JOBS
1. In the Huffman decoder discussion, rewrite the part starting with "Test project is" and going on through "all the benchmarks.", swapping "fork" for "copy".
2. Answer these questions from the Huffman decoder discussion:
(a) Above what length of time did geoffkizer suggest the measured times should be?
(b) What mean time does the table give for OriginalCode?
(c) What did jbhensley trim out of the headers.txt file?
3. Write what follows the last comment in the Huffman decoder discussion.

READING TEXT
★ ★ ★ ★ ★
And the loop decoder:

public static int DecodeWithLoopAndCodeMax(uint data, int validBits, out int decodedBits)
{
    for (int i = 0; i < s_decodingTable2.Length && s_decodingTable2[i].codeLength <= validBits; i++)
    {
        (int codeLength, int codeMax, int[] codes) = s_decodingTable2[i];

        int mask = int.MinValue >> (codeLength - 1);
        long masked = (data & mask) >> (32 - codeLength);

        if (masked < codeMax)
        {
            decodedBits = codeLength;
            return codes[codes.Length - (codeMax - masked)];
        }
    }

    decodedBits = 0;
    return -1;
}

geoffkizer commented 6 years ago

Can you link to the full code?

For one thing, you really should run more iterations. All your measured times are < 20ns, which is super small. I'd run enough iterations to have times above 1s, if possible.

jbhensley commented 6 years ago

I'll get the test project up and link, but that will probably be tomorrow.

grant-d commented 6 years ago

Good idea @jbhensley, amongst other tricks that codeMax calc got it ~35% faster than the original. I am also interested in your test cases, mine are trivial. Does ProcessHeadersWithLoop in your tests reflect the original, unchanged, code?

                Method |     Mean |     Error |   StdDev | Scaled | ScaledSD | Allocated |
---------------------- |---------:|----------:|---------:|-------:|---------:|----------:|
 OptimizedCodeAndTable | 49.29 ns | 0.9742 ns | 1.628 ns |   0.65 |     0.02 |       0 B |
          OriginalCode | 75.45 ns | 1.1256 ns | 1.053 ns |   1.00 |     0.00 |       0 B |

jbhensley commented 6 years ago

Test project is up

I'm new to corefx, so I'm struggling a little with the benchmarking. I'll take any pointers you have in regards to that or the code in general.

jbhensley commented 6 years ago

Also, I trimmed duplicate line items out of my headers.txt file so it's a bit smaller now.

grant-d commented 6 years ago

@jbhensley I have created a fork of your project, added my code to it, then cleaned it all up a bit. I have changed the layout of your benchmark, since the enum approach did not allow you to optimize the outer loop. So each algorithm is just a duplicated Huffman<foo>.cs file in its entirety now. I have also added your headers.txt data to all the benchmarks.
★ ★ ★ ★ ★
Coordinate annotation records
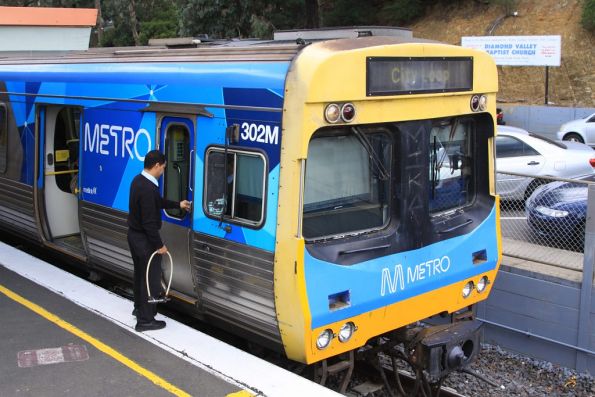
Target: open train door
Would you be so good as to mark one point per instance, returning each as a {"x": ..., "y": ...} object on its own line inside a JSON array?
[
  {"x": 59, "y": 128},
  {"x": 177, "y": 143}
]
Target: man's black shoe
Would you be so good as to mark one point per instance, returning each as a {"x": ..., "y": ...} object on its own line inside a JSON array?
[{"x": 149, "y": 326}]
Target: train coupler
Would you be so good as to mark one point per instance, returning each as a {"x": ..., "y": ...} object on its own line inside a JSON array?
[
  {"x": 442, "y": 349},
  {"x": 160, "y": 299}
]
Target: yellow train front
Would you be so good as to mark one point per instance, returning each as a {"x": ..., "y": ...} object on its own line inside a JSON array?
[{"x": 387, "y": 213}]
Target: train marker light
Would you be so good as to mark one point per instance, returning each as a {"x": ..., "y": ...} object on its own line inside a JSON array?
[
  {"x": 332, "y": 113},
  {"x": 475, "y": 103},
  {"x": 324, "y": 339},
  {"x": 346, "y": 332},
  {"x": 467, "y": 289},
  {"x": 483, "y": 103},
  {"x": 482, "y": 284},
  {"x": 347, "y": 112}
]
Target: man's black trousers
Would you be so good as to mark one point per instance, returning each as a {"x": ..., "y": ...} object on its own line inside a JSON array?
[{"x": 141, "y": 252}]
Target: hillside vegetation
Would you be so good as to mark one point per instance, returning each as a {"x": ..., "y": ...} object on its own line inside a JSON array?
[{"x": 571, "y": 84}]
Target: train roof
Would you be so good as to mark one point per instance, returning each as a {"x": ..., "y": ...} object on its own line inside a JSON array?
[{"x": 284, "y": 47}]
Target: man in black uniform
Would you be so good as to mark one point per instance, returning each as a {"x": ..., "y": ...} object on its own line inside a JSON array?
[{"x": 144, "y": 221}]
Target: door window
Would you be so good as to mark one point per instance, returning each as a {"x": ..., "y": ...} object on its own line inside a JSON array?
[
  {"x": 66, "y": 149},
  {"x": 234, "y": 189},
  {"x": 3, "y": 138},
  {"x": 177, "y": 171}
]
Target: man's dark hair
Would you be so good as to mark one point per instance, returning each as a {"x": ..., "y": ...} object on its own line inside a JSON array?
[{"x": 152, "y": 158}]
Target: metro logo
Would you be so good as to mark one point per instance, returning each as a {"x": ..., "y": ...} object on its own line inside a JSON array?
[{"x": 116, "y": 141}]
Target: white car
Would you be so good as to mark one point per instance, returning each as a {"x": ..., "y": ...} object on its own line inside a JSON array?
[
  {"x": 521, "y": 152},
  {"x": 581, "y": 130}
]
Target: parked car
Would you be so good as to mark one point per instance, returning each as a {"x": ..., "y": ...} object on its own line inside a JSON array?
[
  {"x": 557, "y": 211},
  {"x": 581, "y": 130},
  {"x": 522, "y": 152}
]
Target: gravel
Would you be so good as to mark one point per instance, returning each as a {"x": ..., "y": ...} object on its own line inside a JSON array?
[{"x": 518, "y": 375}]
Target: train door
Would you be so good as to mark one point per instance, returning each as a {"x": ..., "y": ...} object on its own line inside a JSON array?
[
  {"x": 59, "y": 129},
  {"x": 177, "y": 143}
]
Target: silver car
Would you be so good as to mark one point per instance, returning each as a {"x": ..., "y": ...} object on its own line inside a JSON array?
[
  {"x": 581, "y": 130},
  {"x": 521, "y": 152}
]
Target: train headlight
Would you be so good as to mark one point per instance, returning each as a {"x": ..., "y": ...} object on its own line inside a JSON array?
[
  {"x": 324, "y": 339},
  {"x": 332, "y": 113},
  {"x": 346, "y": 332},
  {"x": 467, "y": 289},
  {"x": 482, "y": 284},
  {"x": 348, "y": 112}
]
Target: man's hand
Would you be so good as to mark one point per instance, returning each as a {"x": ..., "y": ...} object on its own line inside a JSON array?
[
  {"x": 186, "y": 205},
  {"x": 162, "y": 250}
]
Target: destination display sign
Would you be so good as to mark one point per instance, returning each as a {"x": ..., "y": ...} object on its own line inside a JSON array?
[{"x": 406, "y": 75}]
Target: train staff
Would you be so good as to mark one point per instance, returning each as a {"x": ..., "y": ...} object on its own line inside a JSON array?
[{"x": 144, "y": 221}]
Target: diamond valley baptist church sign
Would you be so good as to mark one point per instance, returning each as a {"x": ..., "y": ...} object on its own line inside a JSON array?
[{"x": 518, "y": 50}]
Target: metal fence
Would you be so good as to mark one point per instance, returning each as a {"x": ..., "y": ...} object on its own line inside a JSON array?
[
  {"x": 543, "y": 219},
  {"x": 546, "y": 312}
]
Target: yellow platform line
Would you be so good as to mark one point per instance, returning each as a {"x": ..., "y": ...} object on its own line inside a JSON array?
[{"x": 95, "y": 342}]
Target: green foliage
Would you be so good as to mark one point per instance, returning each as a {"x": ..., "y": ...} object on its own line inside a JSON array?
[
  {"x": 509, "y": 6},
  {"x": 588, "y": 15},
  {"x": 350, "y": 12},
  {"x": 154, "y": 19},
  {"x": 399, "y": 12},
  {"x": 374, "y": 12},
  {"x": 239, "y": 18}
]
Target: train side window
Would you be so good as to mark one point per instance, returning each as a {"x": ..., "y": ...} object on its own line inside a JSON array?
[
  {"x": 235, "y": 188},
  {"x": 177, "y": 152},
  {"x": 3, "y": 138}
]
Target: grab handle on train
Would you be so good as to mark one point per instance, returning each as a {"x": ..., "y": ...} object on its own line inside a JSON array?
[{"x": 165, "y": 298}]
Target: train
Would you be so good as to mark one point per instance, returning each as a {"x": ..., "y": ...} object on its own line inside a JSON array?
[{"x": 342, "y": 180}]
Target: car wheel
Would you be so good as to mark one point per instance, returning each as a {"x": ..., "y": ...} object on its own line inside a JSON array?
[{"x": 574, "y": 137}]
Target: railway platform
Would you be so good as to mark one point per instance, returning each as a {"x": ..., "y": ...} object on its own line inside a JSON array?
[{"x": 63, "y": 336}]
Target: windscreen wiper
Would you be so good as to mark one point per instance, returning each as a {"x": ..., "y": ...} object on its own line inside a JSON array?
[{"x": 382, "y": 171}]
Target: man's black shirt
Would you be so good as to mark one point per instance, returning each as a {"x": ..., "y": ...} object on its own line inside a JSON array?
[{"x": 144, "y": 209}]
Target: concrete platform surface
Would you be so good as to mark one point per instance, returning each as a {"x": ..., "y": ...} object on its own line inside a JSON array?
[{"x": 63, "y": 336}]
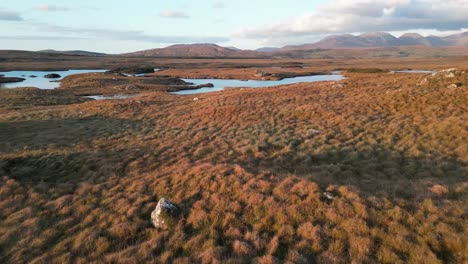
★ ★ ★ ★ ★
RESULTS FOR EACH TASK
1.
Test project is up

I'm new to corefx, so I'm struggling a little with the benchmarking. I'll take any pointers you have in regards to that or the code in general.

jbhensley commented 6 years ago

Also, I trimmed duplicate line items out of my headers.txt file so it's a bit smaller now.

grant-d commented 6 years ago

@jbhensley I have created a copy of your project, added my code to it, then cleaned it all up a bit. I have changed the layout of your benchmark, since the enum approach did not allow you to optimize the outer loop. So each algorithm is just a duplicated Huffman<foo>.cs file in its entirety now. I have also added your headers.txt data to all the benchmarks.

2.
(a) Above 1s.
(b) 75.45 ns.
(c) Duplicate line items.

3.
Here's the latest results (see the README for details on algorithms).

You are right that the IDictionary approach is slower, I think it's probably due to the overhead of hashing and branching. Perhaps a hard-coded switch for a small subset of high-frequency values might work?

  Method |       Mean |    Error |   StdDev | Scaled | ScaledSD | Allocated |
-------- |-----------:|---------:|---------:|-------:|---------:|----------:|
 DictOpt | 1,281.3 ns | 24.27 ns | 22.70 ns |   1.41 |     0.03 |       0 B |
    Dict | 1,311.6 ns | 24.41 ns | 22.83 ns |   1.45 |     0.03 |       0 B |
 OrigOpt |   822.8 ns | 16.08 ns | 15.79 ns |   0.91 |     0.02 |       0 B |
    Orig |   907.3 ns | 11.78 ns | 10.44 ns |   1.00 |     0.00 |       0 B |

jbhensley commented 6 years ago

Thanks. I'll take a look at what you've done with this.

My benchmarking probably wasn't as valid, but I was pretty much coming up with the same result. The looping implementation (either original or with codeMax pre-calculated) is able to return the top 10 most frequently used values on the first pass through the loop with only a few bit shift operations and numeric calcs/comparisons. The second pass gets you 26 more. I'm betting that hashing and keying isn't able to keep up with how quickly the loop is able to return the first several levels of most frequently used values. Maybe dictionary is faster for the less frequently used where the loop has to make more iterations, but it's not able to gain enough on those to make up for what it loses on the others.

geoffkizer commented 6 years ago

Thanks for posting the code.

Don't use a dictionary for the table lookup. Just use an array. It's much cheaper.

jbhensley commented 6 years ago

I think that might be the ticket. I’ll give that it a shot tomorrow. Should simplify the code a bit as well.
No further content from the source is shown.